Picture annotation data
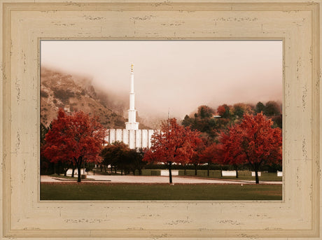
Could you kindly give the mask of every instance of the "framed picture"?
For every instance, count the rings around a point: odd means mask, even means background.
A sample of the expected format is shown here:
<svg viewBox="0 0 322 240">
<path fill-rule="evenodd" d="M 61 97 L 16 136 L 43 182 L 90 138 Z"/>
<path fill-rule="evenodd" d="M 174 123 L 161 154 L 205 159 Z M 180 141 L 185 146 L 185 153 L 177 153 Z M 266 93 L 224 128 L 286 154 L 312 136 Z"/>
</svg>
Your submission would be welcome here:
<svg viewBox="0 0 322 240">
<path fill-rule="evenodd" d="M 3 1 L 1 10 L 4 239 L 321 237 L 318 1 Z M 282 199 L 41 200 L 41 43 L 58 40 L 281 42 Z"/>
</svg>

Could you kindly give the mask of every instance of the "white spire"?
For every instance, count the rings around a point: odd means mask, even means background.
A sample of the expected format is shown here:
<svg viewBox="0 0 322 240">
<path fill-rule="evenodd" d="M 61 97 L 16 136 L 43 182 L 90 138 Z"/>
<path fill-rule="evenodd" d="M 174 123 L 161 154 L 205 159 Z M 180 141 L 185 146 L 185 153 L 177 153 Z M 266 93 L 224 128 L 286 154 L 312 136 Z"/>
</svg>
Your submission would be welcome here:
<svg viewBox="0 0 322 240">
<path fill-rule="evenodd" d="M 133 73 L 133 64 L 131 65 L 130 74 L 130 109 L 129 120 L 125 122 L 126 129 L 127 130 L 139 129 L 139 122 L 136 122 L 136 110 L 134 108 L 134 73 Z"/>
</svg>

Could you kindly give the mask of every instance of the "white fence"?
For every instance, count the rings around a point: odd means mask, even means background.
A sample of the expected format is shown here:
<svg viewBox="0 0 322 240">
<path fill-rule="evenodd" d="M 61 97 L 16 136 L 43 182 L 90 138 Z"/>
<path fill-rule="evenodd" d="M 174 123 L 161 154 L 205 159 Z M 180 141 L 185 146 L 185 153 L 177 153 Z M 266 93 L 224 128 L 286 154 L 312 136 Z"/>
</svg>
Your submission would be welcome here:
<svg viewBox="0 0 322 240">
<path fill-rule="evenodd" d="M 171 174 L 172 176 L 178 176 L 179 171 L 178 170 L 172 170 Z M 160 172 L 161 176 L 169 176 L 169 170 L 161 170 Z"/>
<path fill-rule="evenodd" d="M 236 176 L 236 171 L 223 171 L 223 176 Z"/>
</svg>

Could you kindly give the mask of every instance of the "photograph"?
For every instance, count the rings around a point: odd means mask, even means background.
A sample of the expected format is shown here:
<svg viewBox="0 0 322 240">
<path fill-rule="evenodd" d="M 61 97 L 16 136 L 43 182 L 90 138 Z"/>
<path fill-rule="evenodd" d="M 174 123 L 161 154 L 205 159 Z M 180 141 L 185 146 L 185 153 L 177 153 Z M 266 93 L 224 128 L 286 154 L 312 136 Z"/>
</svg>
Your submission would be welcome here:
<svg viewBox="0 0 322 240">
<path fill-rule="evenodd" d="M 41 40 L 40 64 L 41 201 L 283 199 L 282 41 Z"/>
</svg>

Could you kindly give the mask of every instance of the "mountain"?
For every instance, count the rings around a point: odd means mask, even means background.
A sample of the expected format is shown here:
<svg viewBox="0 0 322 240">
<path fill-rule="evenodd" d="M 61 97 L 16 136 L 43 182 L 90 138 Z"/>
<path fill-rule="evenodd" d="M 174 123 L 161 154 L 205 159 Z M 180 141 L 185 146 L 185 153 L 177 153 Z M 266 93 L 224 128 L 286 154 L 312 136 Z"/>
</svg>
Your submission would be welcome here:
<svg viewBox="0 0 322 240">
<path fill-rule="evenodd" d="M 83 111 L 98 116 L 108 129 L 125 128 L 122 103 L 114 101 L 108 105 L 108 97 L 97 94 L 89 79 L 41 67 L 41 122 L 46 127 L 62 108 L 67 112 Z"/>
</svg>

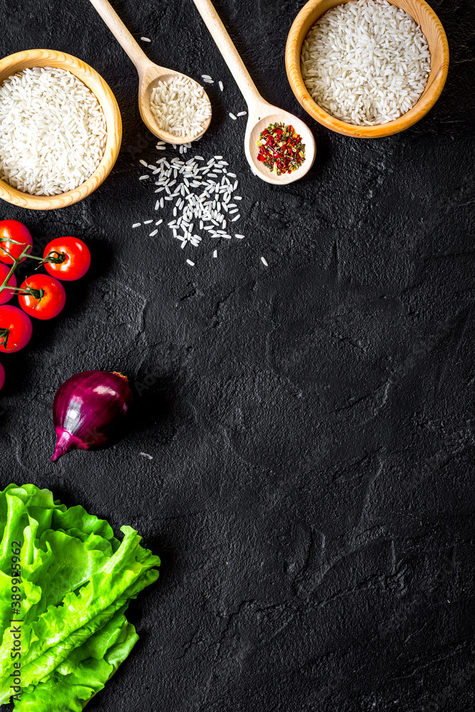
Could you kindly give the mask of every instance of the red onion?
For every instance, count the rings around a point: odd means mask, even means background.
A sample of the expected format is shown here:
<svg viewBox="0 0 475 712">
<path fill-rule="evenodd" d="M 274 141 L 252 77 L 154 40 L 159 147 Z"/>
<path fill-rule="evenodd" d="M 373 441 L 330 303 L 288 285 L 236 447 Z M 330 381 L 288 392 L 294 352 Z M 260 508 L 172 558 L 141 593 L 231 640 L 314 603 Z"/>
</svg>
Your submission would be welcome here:
<svg viewBox="0 0 475 712">
<path fill-rule="evenodd" d="M 103 446 L 118 434 L 132 402 L 127 376 L 83 371 L 58 389 L 53 403 L 56 431 L 54 462 L 68 450 Z"/>
</svg>

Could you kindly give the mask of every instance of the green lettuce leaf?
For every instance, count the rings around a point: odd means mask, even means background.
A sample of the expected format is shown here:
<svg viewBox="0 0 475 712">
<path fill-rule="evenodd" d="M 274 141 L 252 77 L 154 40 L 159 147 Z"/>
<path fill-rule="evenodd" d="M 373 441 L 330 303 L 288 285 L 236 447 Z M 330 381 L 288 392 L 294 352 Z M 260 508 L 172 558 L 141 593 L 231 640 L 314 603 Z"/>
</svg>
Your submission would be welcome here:
<svg viewBox="0 0 475 712">
<path fill-rule="evenodd" d="M 24 691 L 16 709 L 74 712 L 128 655 L 137 635 L 125 610 L 158 577 L 159 557 L 133 529 L 121 530 L 120 542 L 106 521 L 34 485 L 0 492 L 0 703 L 11 693 L 12 545 L 21 542 L 14 617 L 22 621 Z"/>
</svg>

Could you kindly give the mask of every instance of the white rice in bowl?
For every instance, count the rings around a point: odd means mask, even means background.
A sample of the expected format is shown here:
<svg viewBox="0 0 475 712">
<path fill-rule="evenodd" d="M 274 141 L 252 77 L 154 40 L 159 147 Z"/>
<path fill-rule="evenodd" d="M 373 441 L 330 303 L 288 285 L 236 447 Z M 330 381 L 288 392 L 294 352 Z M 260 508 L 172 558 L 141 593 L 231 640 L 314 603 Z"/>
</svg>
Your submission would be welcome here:
<svg viewBox="0 0 475 712">
<path fill-rule="evenodd" d="M 104 155 L 105 117 L 71 72 L 33 67 L 0 86 L 0 178 L 32 195 L 57 195 L 90 177 Z"/>
<path fill-rule="evenodd" d="M 371 126 L 414 106 L 427 83 L 430 52 L 404 10 L 386 0 L 350 0 L 310 28 L 301 70 L 319 106 L 341 121 Z"/>
</svg>

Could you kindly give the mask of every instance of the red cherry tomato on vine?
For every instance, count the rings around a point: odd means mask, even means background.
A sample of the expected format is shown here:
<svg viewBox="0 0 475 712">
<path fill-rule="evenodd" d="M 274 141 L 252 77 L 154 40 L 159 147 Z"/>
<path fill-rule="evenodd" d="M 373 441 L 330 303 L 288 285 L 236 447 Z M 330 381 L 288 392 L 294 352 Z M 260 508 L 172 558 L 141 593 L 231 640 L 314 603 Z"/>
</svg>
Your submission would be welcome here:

▶ [WHAT IS NEEDED]
Convert the portion of the data above that opens with the line containing "tomato on vine?" and closes with the last line of the data into a numbered list with one line per item, both ends included and blank lines omitted.

▶ [EXERCISE ANSWER]
1. Could you kindly give the mask of every instance of the red cherry tomato on vine?
2. For every instance, count the rings around a point: odd means mask, even means background.
3. A sample of the expected format is shown here:
4. <svg viewBox="0 0 475 712">
5. <path fill-rule="evenodd" d="M 274 141 L 252 77 L 154 40 L 159 147 Z"/>
6. <path fill-rule="evenodd" d="M 373 441 L 330 303 L 288 285 L 236 447 Z M 330 381 L 288 392 L 294 352 Z M 260 508 L 172 558 L 141 593 L 231 640 L 314 603 Z"/>
7. </svg>
8. Your submission would be welcome here:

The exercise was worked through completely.